_DIRECTIONS_.
**a.** Decide whether each of the following statements agrees with the development agreement excerpt, answering yes or no and quoting the words of the excerpt that decide it: (i) Developer may mortgage the Property for purposes other than financing the Improvements; (ii) the option on the Option Property may be exercised on or before the tenth anniversary of the date of the Agreement; (iii) the City pays the connection fees for utility services on the Property.
**b.** Summarize the development agreement excerpt in two sentences.
**c.** Carry the development agreement excerpt forward, beginning immediately after its final sentence.

BEGIN READING TEXT

6. No Encumbrances; Limited Exception. Until completion of the
Improvements, Developer agrees that it shall not create, incur, or suffer to exist any lien,
encumbrance, mortgage, security interest, or charge on the Property, other than such
mortgage to finance Developer's completion of the Improvements and of which
Developer notifies City in advance of Developer's execution of any such mortgage.
Developer may not mortgage the Property or any part thereof for any purpose except in
connection with financing of the Improvements.
7. Utilities. Developer will be responsible for extending telephone,
telecommunications, electric, gas and other utility services to any location on the
Property and for payment of any associated connection fees after the City has caused
all utilities to be stubbed to the Property.
8. Easements Reserved. In connection with conveyance of the Property or
the Option Property, City shall reserve permanent utility easements and a grading
easement as marked on Exhibit "C" attached hereto.
9. Option for Additional Land and Right of First Refusal. Provided that
Developer is not in default under the terms of this Agreement, then Developer, its
successors and assigns, shall have an option to purchase the real property described
on Exhibit "A-1" and Exhibit "A-2" attached hereto (collectively, the "Option Property") for
the sum of $1.00. Developer may exercise such option with respect to either or both
parcels comprising the Option Property, provided that Developer shall enter into a
development agreement and minimum assessment agreement with respect to an
expansion project in connection with the exercise of such option. The parties agree that
a project on the Option Property will be entitled to incentives commensurate with the
project as prescribed by City development policies, up to substantially the same
incentives that are provided for the Project under this Agreement. The option may be
exercised at any time on or before the tenth (10th) anniversary of the date of this
Agreement by delivery of written notice of exercise to City. Within ten (10) days
following delivery of the Option notice, the parties shall execute a written purchase
agreement in form acceptable to City and Developer, which purchase agreement shall
require, among other things, that Closing shall occur on a date to be agreed upon by the
parties following delivery of the option exercise notice, which date shall be within sixty
(60) days of delivery of said notice.

END READING TEXT
BEGIN DATASET EXCERPTS

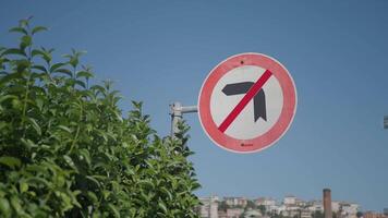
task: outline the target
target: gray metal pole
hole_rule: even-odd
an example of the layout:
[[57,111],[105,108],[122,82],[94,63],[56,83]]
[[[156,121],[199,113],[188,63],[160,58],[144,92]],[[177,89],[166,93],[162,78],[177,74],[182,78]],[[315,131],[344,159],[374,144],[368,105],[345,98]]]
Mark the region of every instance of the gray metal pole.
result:
[[186,106],[183,107],[181,102],[177,101],[170,105],[170,116],[171,116],[171,137],[175,136],[175,133],[179,132],[178,123],[182,120],[183,113],[197,112],[196,106]]

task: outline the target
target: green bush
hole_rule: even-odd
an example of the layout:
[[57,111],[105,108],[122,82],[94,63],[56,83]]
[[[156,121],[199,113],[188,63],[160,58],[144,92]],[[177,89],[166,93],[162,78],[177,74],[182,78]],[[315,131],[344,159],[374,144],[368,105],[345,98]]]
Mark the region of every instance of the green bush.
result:
[[196,217],[192,154],[160,138],[142,104],[123,118],[111,84],[89,84],[82,52],[53,62],[22,20],[0,48],[0,217]]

END DATASET EXCERPTS

_RESULTS OF THE TASKS_.
**a.**
(i) No: "Developer may not mortgage the Property or any part thereof for any purpose except in connection with financing of the Improvements."
(ii) Yes: "The option may be exercised at any time on or before the tenth (10th) anniversary of the date of this Agreement"
(iii) No: "Developer will be responsible for extending telephone, telecommunications, electric, gas and other utility services to any location on the Property and for payment of any associated connection fees"

**b.** Until the Improvements are completed, Developer may not encumber the Property except with a mortgage financing those Improvements and reported to City in advance, and Developer must extend utility services on the Property and pay the connection fees once City has stubbed the utilities to the Property. City will reserve utility and grading easements, and Developer, if not in default, holds a $1.00 option on the Option Property, exercisable by written notice within ten years and tied to a development agreement, a minimum assessment agreement, and a closing within sixty days of the notice.

**c.**
Developer shall also have a right of first refusal with respect to the Option
Property. Upon receipt of written notice from City that includes the terms and conditions
of a bona fide third -party offer for all or any portion of the Option Property, Developer
DEVELOPMENT AGREEMENT
Page 6
shall have a period of fifteen (15) days in which to exercise its right of first refusal to
purchase the subject portion of the Option Property, on the same terms and conditions
as are set forth in the offer. Developer shall exercise the right by delivery of written
notice to City, and thereafter Developer and City shall act with diligence to close on said
transaction and to execute any related documents required by the offer.
The Option Property shall be deed restricted so that no direct competitor
of Company may, for a period of ten (10) years, own or use the Option Property so long
as Company or any or its affiliates are operating on the Property.
10. Minimum Assessment Agreement. Developer acknowledges and
agrees that it will pay when due all taxes and assessments, general or special, and all
other charges whatsoever levied upon or assessed or placed against the Property.
Developer further agrees that prior to the date set forth in Section 2 of Exhibit "B" it will
not seek or cause a reduction in the taxable valuation for the Property, which shall be
fixed for assessment purposes, below the amount of $11,500,000.00 (the "Minimum
Actual Value"), through:
either;
(I) willful destruction of the Property, the Improvements, or any part of
(ii) a request to the assessor of Black Hawk County; or
(iii) any proceedings, whether administrative, legal, or equitable, with
any administrative body or court within the City, Black Hawk County, the State of
Iowa, or the federal government.
Developer agrees to sign said attached Exhibit "B" at the closing.
11. Representations and Warranties of City. City hereby represents and
warrants as follows:
A. City is not prohibited from consummating the transaction
contemplated in this Agreement by any law, regulation, agreement, instrument,
restriction, order or judgment.
B. Each person who executes and delivers this Agreement and all
documents to be delivered hereunder is and shall be authorized to do so on
behalf of City.
12. Representations and Warranties of Developer. Developer hereby
represents and warrants as follows:
A. Developer is not prohibited from consummating the transaction
contemplated in this Agreement by any law, regulation, agreement, instrument,
restriction, order or judgment.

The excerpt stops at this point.